_SHORT TASK_
Extract each line from the entries below that contains the word "lamp".

_EXTRACTED INFORMATION_

* Start *

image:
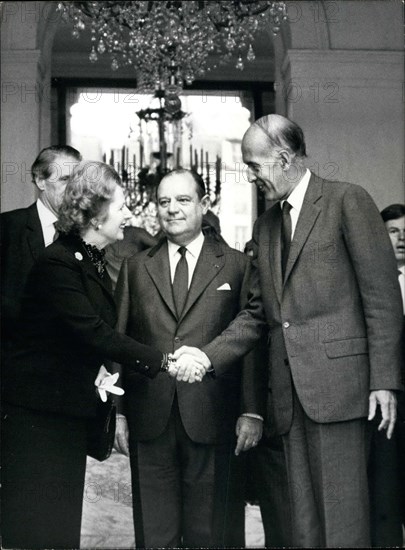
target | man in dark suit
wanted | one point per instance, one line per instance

* End *
* Start *

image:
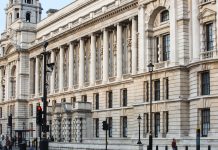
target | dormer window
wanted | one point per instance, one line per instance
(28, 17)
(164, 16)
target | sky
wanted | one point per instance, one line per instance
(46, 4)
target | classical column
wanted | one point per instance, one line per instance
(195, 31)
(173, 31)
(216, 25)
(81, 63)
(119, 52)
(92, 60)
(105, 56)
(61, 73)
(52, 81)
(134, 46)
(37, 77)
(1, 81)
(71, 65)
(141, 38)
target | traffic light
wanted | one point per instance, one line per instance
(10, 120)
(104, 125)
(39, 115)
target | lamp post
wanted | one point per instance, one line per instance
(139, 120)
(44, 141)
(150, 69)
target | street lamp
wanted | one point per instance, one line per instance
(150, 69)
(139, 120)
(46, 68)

* End *

_EXERCISE OUTPUT_
target | lamp post
target | street lamp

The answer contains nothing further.